▶ TEKS KUTIPAN:
Laporan Study Tour INS Kayutanam – Sawahlunto Sabtu, 7 April 2012
Sejarah Singkat Kota Sawahlunto
Kota Sawahlunto terletak kira-kira
95 km dari kota Padang ibukota provinsi Sumatera Barat, 80 km dari kota wisata
Bukittinggi dan 42 km dari kota budaya Batusangkar. Kota Sawahlunto berada di
dataran tinggi pada bagian tengah bukit barisan. Nama kota Sawahlunto sendiri diambil
dari penemuan batu bara pertama kali oleh William Hendrik de Greve di areal
persawahan masyarakat yang dialiri oleh batang (sungai) Lunto, maka lahirlah
kata “ Sawahlunto”.
2.
Lobang
Tambang Mbah Soero & Info Box Gallery
a.

▶ PERMINTAAN TERTULIS A: Menurut teks tentang Kota Sawahlunto, siapa yang pertama kali menemukan batu bara di areal persawahan masyarakat?

▶ BAHAN YANG DIBERIKAN:

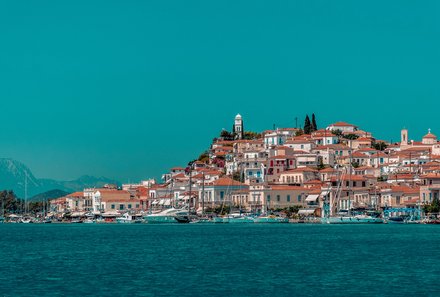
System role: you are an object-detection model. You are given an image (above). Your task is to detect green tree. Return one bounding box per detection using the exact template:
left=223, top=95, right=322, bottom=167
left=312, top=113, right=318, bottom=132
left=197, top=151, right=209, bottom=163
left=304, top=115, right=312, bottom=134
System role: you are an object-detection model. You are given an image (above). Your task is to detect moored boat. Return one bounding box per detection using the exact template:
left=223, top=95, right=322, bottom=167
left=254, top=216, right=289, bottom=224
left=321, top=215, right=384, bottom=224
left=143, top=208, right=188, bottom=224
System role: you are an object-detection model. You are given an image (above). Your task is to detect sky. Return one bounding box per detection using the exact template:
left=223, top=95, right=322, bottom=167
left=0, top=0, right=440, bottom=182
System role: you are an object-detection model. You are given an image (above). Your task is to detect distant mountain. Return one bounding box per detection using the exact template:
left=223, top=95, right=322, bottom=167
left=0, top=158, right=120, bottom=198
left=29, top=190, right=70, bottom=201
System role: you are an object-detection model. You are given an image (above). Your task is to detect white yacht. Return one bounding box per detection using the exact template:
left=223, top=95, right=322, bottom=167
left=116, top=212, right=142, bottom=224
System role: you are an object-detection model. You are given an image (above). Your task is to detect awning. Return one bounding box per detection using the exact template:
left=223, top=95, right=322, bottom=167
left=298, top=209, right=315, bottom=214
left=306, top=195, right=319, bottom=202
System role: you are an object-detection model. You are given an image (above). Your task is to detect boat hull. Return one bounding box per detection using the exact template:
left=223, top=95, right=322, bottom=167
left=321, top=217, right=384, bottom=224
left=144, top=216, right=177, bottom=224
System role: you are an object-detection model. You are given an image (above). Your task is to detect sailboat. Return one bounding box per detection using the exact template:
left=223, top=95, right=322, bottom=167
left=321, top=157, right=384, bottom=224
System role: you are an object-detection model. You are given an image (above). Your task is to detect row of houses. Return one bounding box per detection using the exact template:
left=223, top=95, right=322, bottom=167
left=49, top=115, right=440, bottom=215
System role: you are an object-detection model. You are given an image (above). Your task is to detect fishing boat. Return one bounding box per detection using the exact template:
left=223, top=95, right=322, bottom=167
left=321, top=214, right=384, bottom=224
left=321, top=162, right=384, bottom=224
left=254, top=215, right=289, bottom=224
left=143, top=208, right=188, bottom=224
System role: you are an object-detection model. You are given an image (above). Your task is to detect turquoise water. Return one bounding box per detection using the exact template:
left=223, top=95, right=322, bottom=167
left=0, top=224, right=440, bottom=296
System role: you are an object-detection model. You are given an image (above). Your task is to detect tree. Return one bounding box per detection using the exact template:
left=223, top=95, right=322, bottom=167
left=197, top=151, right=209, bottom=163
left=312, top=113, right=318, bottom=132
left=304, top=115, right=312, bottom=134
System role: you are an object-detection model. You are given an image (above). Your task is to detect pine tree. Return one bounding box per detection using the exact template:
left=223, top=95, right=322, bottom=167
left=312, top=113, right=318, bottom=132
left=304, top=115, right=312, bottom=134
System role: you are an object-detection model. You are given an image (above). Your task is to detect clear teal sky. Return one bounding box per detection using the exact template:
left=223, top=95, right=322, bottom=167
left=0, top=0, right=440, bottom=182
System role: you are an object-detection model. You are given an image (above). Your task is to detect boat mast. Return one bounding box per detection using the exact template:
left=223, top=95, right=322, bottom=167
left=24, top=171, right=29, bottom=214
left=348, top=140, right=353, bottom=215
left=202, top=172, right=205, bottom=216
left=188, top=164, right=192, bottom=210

▶ PERMINTAAN TERTULIS B: Tuliskan ulang dari catatan di atas semua baris, mulai dari baris yang memuat "to detect turquoise" sampai baris yang memuat "left=0, top=224, right=440, bottom=296", termasuk kedua baris tersebut.

▶ JAWABAN TUGAS A: William Hendrik de Greve.

▶ JAWABAN TUGAS B:
System role: you are an object-detection model. You are given an image (above). Your task is to detect turquoise water. Return one bounding box per detection using the exact template:
left=223, top=95, right=322, bottom=167
left=0, top=224, right=440, bottom=296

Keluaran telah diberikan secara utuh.